## AIM OF THE EXERCISE
Please set down, unchanged, the line containing "Look at the photo above. For each instance of the three-lobed" and all the lines that follow it until the data below ends.

## DATASET EXCERPTS
# # # # #

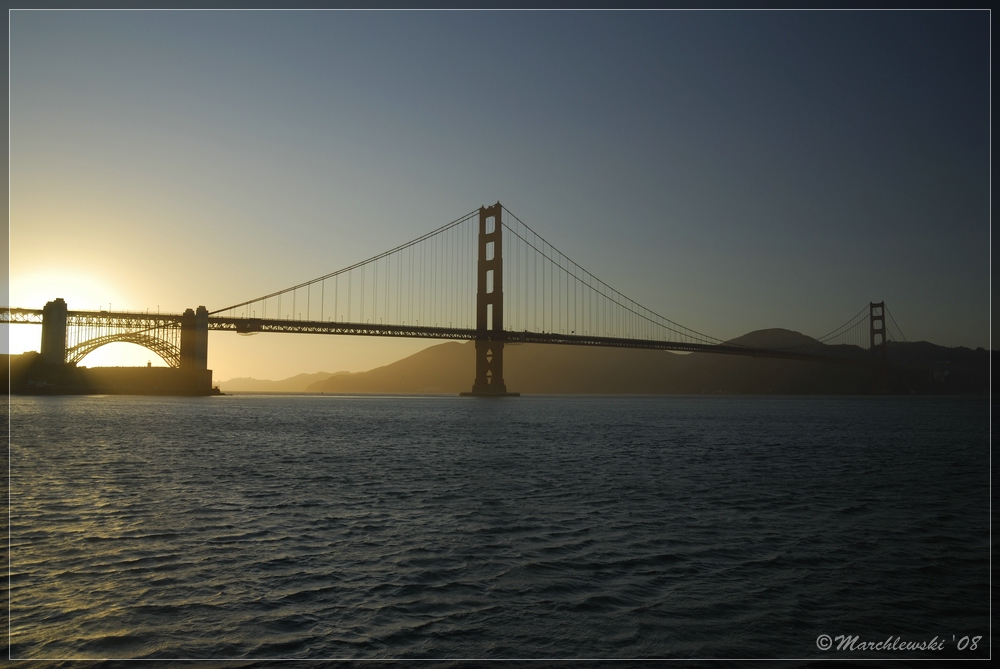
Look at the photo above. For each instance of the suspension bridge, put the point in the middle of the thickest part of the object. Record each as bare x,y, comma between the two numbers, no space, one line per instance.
486,277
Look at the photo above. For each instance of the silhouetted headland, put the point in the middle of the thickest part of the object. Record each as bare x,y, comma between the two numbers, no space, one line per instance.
31,375
915,368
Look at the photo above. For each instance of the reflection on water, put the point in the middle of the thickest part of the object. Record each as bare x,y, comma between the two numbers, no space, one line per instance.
325,527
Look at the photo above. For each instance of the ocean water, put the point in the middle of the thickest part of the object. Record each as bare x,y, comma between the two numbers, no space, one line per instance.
258,527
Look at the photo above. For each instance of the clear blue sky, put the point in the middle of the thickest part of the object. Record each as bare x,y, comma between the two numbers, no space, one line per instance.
730,170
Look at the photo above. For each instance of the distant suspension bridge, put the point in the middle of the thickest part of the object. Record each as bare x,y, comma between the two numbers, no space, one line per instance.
486,276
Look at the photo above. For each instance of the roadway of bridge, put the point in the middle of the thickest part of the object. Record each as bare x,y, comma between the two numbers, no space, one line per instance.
140,320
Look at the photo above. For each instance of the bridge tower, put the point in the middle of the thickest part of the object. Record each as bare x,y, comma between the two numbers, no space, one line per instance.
876,333
489,306
194,347
54,332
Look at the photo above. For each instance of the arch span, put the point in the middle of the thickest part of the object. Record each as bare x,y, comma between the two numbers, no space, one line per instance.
170,353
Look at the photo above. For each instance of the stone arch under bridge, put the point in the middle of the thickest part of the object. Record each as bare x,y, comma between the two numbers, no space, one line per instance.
168,350
181,340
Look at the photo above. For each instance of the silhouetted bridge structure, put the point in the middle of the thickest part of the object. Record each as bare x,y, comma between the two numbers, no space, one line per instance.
485,277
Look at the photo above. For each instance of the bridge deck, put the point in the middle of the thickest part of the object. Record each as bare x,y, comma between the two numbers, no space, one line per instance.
141,320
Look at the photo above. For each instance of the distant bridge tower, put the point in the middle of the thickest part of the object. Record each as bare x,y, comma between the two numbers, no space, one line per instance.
54,332
194,348
489,306
876,332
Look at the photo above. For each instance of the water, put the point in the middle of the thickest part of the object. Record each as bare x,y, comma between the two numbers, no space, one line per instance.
539,527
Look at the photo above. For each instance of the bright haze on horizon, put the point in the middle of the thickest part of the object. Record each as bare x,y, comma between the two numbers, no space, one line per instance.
733,171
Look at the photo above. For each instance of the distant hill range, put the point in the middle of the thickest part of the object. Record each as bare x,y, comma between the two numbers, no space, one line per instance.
294,384
449,368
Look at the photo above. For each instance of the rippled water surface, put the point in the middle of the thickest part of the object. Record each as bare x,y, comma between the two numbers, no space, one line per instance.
537,527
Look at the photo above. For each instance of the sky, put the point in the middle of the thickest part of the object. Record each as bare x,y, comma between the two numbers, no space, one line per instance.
730,170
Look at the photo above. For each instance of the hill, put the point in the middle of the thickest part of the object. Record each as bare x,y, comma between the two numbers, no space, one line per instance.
540,368
295,384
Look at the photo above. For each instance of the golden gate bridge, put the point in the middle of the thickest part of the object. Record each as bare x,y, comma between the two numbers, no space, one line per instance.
486,277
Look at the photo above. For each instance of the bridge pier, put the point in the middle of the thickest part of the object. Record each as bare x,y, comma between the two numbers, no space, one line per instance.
877,346
54,332
489,307
194,348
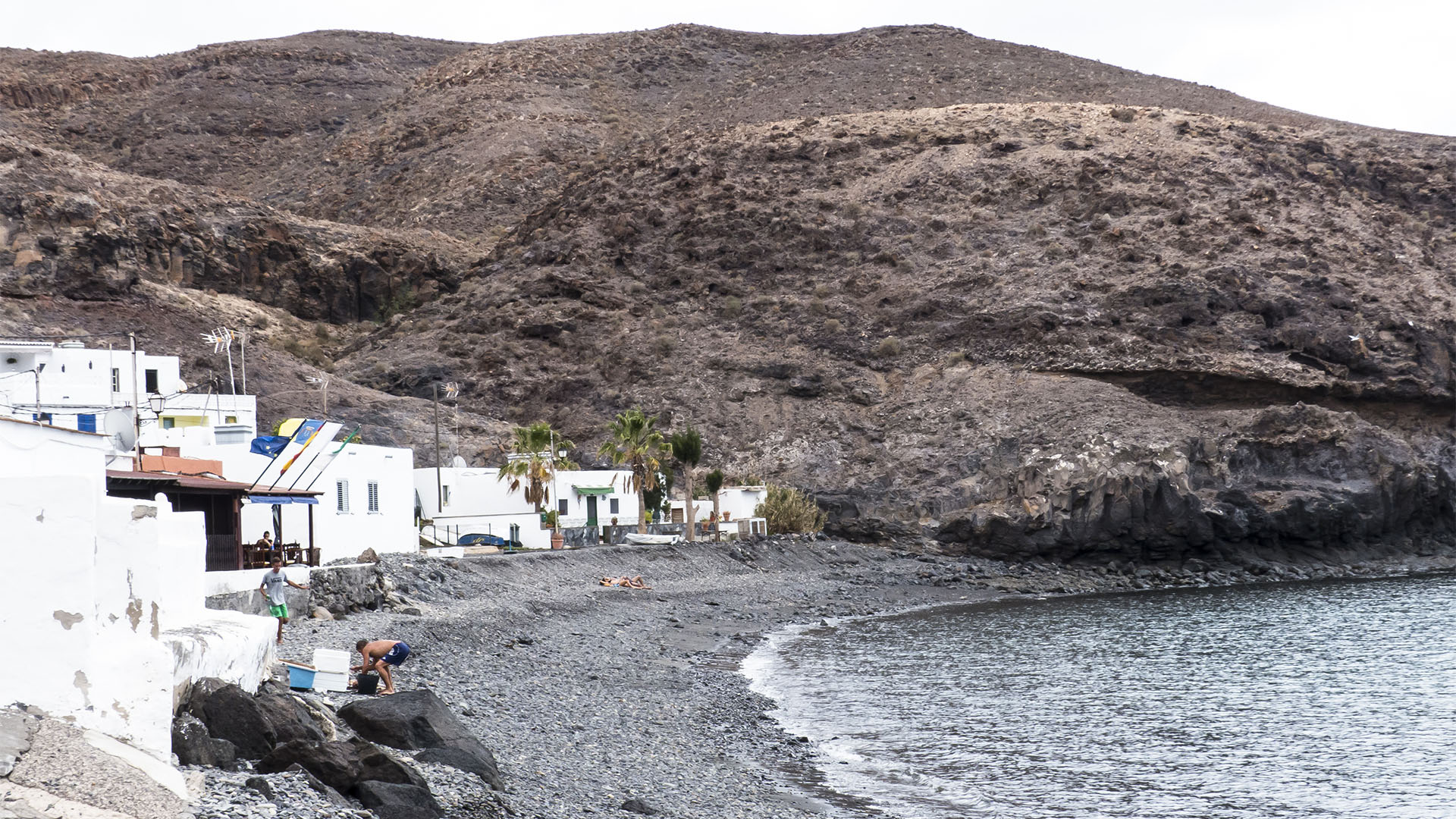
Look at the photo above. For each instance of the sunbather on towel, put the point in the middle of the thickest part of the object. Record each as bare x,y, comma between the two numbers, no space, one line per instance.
625,582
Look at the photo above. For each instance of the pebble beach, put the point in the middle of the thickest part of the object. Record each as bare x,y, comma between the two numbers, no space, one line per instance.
599,697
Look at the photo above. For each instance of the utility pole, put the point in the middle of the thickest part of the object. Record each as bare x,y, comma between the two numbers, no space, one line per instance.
38,368
440,491
136,397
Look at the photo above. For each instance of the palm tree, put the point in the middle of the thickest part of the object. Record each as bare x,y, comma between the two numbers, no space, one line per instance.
688,449
714,482
535,463
635,444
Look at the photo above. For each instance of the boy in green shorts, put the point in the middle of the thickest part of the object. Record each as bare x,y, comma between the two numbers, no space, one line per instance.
273,589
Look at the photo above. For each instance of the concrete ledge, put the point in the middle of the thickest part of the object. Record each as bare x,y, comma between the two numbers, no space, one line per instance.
232,646
343,588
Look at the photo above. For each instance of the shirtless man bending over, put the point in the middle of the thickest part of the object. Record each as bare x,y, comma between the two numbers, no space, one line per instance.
379,656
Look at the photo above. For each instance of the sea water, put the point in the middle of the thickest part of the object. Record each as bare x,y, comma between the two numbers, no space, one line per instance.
1310,700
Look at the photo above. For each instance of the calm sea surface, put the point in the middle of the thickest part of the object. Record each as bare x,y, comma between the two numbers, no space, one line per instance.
1274,701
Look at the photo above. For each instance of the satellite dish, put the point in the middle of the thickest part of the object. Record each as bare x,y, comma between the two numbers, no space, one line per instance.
123,428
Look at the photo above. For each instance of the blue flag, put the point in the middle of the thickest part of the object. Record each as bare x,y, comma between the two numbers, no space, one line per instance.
270,445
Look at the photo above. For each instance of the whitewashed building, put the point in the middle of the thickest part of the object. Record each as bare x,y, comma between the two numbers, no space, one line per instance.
98,391
739,506
367,496
104,613
468,500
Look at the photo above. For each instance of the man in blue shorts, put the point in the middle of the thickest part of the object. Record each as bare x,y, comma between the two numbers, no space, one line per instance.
379,656
271,588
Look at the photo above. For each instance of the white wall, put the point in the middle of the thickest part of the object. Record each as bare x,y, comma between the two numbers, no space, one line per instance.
79,381
739,502
104,613
338,534
481,503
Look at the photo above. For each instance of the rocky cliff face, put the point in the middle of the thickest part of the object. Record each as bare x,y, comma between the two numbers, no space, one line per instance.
1024,303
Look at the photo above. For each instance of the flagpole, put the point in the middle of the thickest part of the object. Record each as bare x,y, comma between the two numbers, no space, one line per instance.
306,445
331,460
305,471
267,468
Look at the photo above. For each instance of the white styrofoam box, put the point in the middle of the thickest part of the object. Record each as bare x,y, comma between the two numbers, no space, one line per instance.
329,681
331,661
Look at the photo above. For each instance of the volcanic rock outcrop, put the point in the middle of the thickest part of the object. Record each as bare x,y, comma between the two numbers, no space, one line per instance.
1025,303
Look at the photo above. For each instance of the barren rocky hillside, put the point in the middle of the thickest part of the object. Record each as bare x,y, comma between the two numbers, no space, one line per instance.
1028,303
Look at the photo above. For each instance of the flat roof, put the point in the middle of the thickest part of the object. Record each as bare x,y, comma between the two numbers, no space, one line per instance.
200,483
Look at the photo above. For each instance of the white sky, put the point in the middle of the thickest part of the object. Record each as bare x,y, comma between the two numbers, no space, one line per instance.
1386,63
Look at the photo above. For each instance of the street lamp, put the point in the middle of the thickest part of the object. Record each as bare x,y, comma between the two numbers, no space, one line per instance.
38,369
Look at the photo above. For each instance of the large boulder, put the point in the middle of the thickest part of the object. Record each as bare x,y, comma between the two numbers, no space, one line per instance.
254,723
391,800
196,746
419,720
341,765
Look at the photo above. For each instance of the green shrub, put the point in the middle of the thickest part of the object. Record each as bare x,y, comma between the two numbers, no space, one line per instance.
788,510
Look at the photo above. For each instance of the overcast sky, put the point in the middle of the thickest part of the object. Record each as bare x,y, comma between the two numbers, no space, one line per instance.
1381,63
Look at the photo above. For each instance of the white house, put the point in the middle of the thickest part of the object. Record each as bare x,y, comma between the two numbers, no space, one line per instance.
101,391
468,500
739,506
104,613
367,502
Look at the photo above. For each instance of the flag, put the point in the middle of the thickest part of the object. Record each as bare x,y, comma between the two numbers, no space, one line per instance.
332,455
306,430
350,439
270,445
306,433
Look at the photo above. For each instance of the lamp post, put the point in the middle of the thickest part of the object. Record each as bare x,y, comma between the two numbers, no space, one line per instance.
38,369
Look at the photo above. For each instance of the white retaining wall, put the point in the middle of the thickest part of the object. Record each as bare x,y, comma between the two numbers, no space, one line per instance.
102,605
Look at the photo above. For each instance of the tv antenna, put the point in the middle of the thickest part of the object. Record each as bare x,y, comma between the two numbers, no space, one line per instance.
324,385
221,341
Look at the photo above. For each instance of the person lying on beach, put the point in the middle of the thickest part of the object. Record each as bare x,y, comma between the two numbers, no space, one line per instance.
379,656
625,582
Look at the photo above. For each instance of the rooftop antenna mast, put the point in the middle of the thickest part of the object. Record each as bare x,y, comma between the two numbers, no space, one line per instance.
452,390
221,340
324,385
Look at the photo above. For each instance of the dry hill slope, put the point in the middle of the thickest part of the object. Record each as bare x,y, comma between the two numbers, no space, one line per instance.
1091,312
910,311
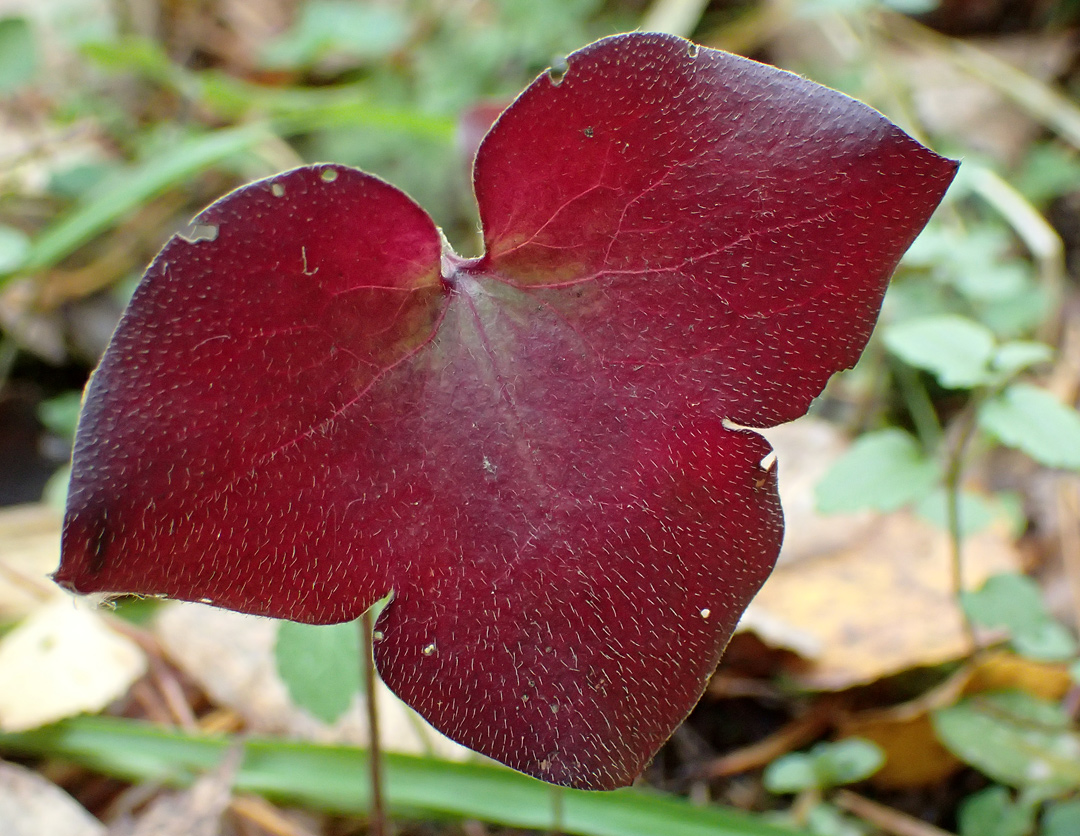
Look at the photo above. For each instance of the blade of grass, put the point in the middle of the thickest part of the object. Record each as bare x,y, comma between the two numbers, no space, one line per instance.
139,184
334,779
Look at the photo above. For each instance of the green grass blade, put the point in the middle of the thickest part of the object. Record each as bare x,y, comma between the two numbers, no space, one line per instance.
139,184
335,779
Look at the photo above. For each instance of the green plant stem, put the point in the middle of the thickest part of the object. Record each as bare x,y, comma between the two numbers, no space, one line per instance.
919,406
377,821
954,471
556,810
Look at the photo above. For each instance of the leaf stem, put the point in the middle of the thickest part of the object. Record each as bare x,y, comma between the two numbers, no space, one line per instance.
954,471
377,820
919,406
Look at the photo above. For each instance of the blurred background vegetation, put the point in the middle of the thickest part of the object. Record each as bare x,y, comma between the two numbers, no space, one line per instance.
121,119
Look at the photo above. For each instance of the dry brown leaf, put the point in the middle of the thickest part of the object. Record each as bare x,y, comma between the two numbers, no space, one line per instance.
880,605
231,658
196,811
31,806
63,660
914,756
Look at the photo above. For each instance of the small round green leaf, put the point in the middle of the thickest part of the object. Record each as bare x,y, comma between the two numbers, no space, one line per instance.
791,773
320,665
18,53
954,349
882,471
993,812
1006,741
847,762
1062,819
1033,420
1014,603
14,246
1020,354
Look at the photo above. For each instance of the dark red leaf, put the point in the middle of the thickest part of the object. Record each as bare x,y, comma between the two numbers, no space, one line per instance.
534,449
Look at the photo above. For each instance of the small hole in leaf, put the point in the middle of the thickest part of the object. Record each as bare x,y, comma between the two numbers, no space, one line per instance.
557,70
197,232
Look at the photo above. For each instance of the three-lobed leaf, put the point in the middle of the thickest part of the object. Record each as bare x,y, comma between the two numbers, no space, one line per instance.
535,450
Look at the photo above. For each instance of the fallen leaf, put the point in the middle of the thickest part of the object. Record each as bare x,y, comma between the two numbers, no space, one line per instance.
63,660
196,811
31,806
29,551
240,673
880,605
914,754
532,449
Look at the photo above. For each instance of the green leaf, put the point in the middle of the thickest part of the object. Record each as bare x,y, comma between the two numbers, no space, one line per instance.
993,812
320,665
61,414
130,189
824,766
18,53
825,820
359,30
1049,171
1033,420
882,470
1001,739
975,511
14,247
336,780
1020,354
847,762
955,349
1014,603
791,773
1062,819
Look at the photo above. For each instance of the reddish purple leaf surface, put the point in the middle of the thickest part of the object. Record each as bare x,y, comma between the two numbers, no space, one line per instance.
530,449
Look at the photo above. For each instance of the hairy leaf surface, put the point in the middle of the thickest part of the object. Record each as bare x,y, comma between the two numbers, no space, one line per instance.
538,452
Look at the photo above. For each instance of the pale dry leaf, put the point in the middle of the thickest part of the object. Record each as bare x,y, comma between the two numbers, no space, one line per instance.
29,551
63,660
878,606
31,806
806,448
914,755
231,657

# # # # #

## RESPONSE AREA
Look at the photo above. For each instance of the three-lobed leaf, put the point in the middle of the thickest part of the object. Record each as bare x,y, comma between the two numbers, no space, one line per instance.
535,450
Look at the photo above. For each instance of the fallen leaf, put the point in the middle of the thickest part of the object. Record each as bare x,y, comma between the two numbers, no space, one line per instance.
63,660
196,811
31,806
29,551
240,673
880,605
914,754
532,449
Look at the photo above. For each instance of the green leaf, put the point in the middle of the thickest part of the object. Record each as bare x,y, comma between the two numbers, no space, one line per instance.
993,812
320,665
61,414
130,189
824,766
18,53
825,820
359,30
1049,171
1033,420
882,470
1001,739
975,511
14,247
336,780
1020,354
847,762
955,349
1014,603
791,773
1062,819
Look at the photo above. For each instance of the reddish purple leaf surface, put the point in the middle of the thickest part of the object. Record each as bare x,y, comma between the two numbers, no space, one line per instance.
530,449
Look at the photo above. For each instance of the hairy leaf surface, put the point in the middle of the thickest part of the object. Record each as bare x,y, comma between the two numbers, no space, one line per instance.
538,452
Look at the photo above. For each instance of the pale dry leaf, put the point in the middle of the thickest part of the object. Record each as bare x,y, comma between the two numbers, no space, one line per instance.
29,551
63,660
878,606
31,806
806,448
914,755
231,657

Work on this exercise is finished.